[Begin Records to process]

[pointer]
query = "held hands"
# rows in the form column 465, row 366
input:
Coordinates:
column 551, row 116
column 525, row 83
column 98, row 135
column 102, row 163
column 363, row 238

[End Records to process]

- Goal of the exercise -
Reproduce the entries above line for line, with no changes.

- Answer to the problem -
[pointer]
query = "held hands"
# rows in the form column 465, row 366
input:
Coordinates:
column 551, row 116
column 525, row 83
column 98, row 135
column 102, row 163
column 363, row 238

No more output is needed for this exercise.